Point annotation listing:
++++++++++++++++++++
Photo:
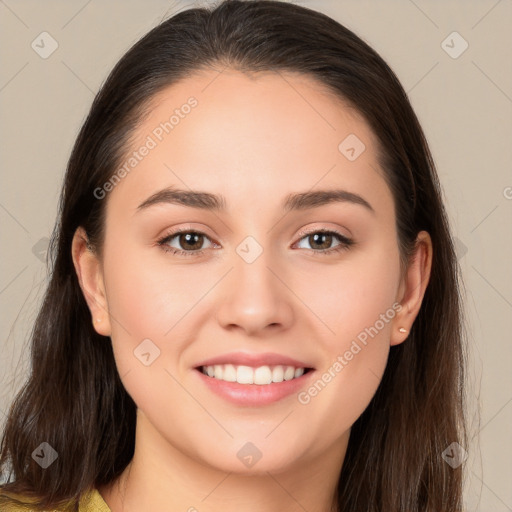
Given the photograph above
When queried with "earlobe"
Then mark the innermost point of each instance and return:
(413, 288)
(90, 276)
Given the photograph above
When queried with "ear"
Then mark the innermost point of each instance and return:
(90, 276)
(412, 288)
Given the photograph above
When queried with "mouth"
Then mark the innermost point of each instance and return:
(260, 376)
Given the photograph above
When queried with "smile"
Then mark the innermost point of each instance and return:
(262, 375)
++++++++++++++++++++
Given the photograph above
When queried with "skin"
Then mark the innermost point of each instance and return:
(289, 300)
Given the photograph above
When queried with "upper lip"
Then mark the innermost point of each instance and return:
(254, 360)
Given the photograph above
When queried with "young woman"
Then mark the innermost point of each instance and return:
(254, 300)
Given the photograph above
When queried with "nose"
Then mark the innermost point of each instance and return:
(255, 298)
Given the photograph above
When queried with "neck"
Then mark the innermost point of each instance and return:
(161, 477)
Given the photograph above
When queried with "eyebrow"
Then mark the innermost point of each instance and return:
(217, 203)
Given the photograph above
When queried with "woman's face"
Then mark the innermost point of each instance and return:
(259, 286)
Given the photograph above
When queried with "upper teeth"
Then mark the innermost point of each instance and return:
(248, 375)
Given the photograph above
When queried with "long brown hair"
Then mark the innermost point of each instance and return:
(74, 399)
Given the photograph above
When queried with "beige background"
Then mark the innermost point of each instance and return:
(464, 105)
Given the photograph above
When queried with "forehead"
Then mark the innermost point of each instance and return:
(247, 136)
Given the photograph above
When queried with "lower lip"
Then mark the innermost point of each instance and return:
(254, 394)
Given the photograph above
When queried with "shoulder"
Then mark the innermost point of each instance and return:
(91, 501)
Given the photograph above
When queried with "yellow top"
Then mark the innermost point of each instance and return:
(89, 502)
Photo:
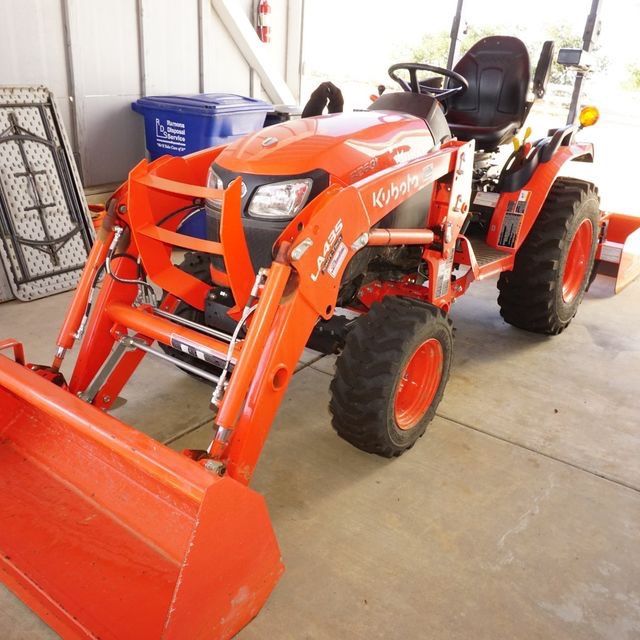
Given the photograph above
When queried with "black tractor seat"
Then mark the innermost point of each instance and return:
++++++++++++++++++++
*What you have to do*. Count the lines of the listing above that contain the string "woman", matching case exactly, and reply with the number alone.

*Exercise output*. 2